EXCERPT TO READ:
_ _ _ _
# Don't breathe the snow...



## mycrofft (Jan 19, 2009)

http://www.thesierraweb.com/generalinfo/horseshoelake.cfm
There have been confirmed fatalities although local authorities are understandably reluctant to trumpet this:
http://articles.latimes.com/2006/apr/08/local/me-risks8

This has also been a danger in the Yellowstone area, notably Mammoth Springs (coincidence with community name near Horsehoe Lake), and the famous Death Gulch near Wahb Springs, where the 1897 exploring party found and photographed a passel of huge dead grizzlies who came to eat the other anmals killed by the gasses, then rotted into their version of Jello.
_ _ _ _
STORED DATA:
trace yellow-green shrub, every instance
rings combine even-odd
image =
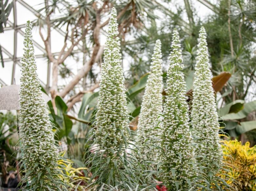
[[[223,170],[222,178],[236,190],[256,191],[256,145],[236,140],[223,143],[224,168],[229,170]]]
[[[65,152],[61,153],[61,156],[63,157]],[[85,183],[90,179],[86,177],[81,171],[87,169],[83,167],[74,168],[72,167],[73,163],[73,161],[66,159],[58,161],[58,168],[62,173],[58,175],[59,178],[68,187],[69,190],[85,190]]]

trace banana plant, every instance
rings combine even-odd
[[[56,96],[55,101],[57,108],[56,113],[51,101],[48,103],[50,111],[50,119],[54,124],[53,130],[55,132],[55,138],[58,141],[63,139],[69,145],[74,137],[74,133],[72,131],[73,124],[71,120],[73,119],[86,124],[89,124],[90,122],[68,115],[67,111],[68,106],[60,96]]]
[[[246,103],[244,100],[235,100],[218,111],[221,126],[230,136],[235,137],[256,129],[256,121],[242,121],[255,110],[256,101]]]

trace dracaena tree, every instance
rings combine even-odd
[[[58,187],[55,178],[57,148],[37,78],[31,29],[28,21],[21,59],[19,100],[22,162],[26,172],[23,181],[27,182],[24,189],[54,190]]]
[[[222,154],[206,35],[204,28],[202,27],[198,45],[191,117],[199,147],[197,152],[198,155],[202,156],[198,158],[198,161],[205,167],[204,171],[208,172],[218,170],[221,164]]]
[[[162,110],[161,57],[161,42],[158,40],[152,56],[150,71],[142,99],[136,137],[136,144],[140,151],[138,153],[135,152],[135,155],[147,170],[155,169],[154,162],[157,156],[157,149],[152,146],[158,144],[156,140],[159,133],[154,127],[158,125],[158,114]],[[147,162],[150,162],[150,164],[146,164]]]
[[[94,184],[128,189],[137,183],[126,152],[130,135],[116,17],[113,8],[101,72],[96,122],[91,134],[94,141],[88,143],[91,153],[86,164],[91,166],[91,181],[96,178]]]
[[[160,177],[168,190],[188,190],[196,175],[194,148],[189,131],[186,84],[180,37],[173,31],[158,159]]]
_ _ _ _
WRITTEN INSTRUCTION: Write what comes next in the forum thread about deadly gases at Horseshoe Lake and Yellowstone, starting after its last sentence. The records have nothing to do with the forum thread about deadly gases at Horseshoe Lake and Yellowstone.

TASK OUTPUT:
http://books.google.com/books?id=R5QCAAAAYAAJ&pg=RA1-PA632&lpg=RA1-PA632&dq=death+gulch+grizzly+bears&source=web&ots=7uP56jPtA8&sig=xep6M5MVJAJQoTC2NX2KaONrqk4&hl=en&sa=X&oi=book_result&resnum=1&ct=result

http://hvo.wr.usgs.gov/volcanowatch/2006/06_06_15.html


----------



## KempoEMT (Jan 19, 2009)

Thats crazy


----------



## mycrofft (Jan 20, 2009)

*Yeah isn't it?*

John Rogie of the USGS was an expert about Horsehoe Lake/Mammoth CA. He had a photo posted of a CO2 "waterfall'' in Italy where the gas was so thick it poured over a rock lip and was visibly distorting the rocks in the shallow depression it ran in.
Google "mazuku" and "Lake Nyos".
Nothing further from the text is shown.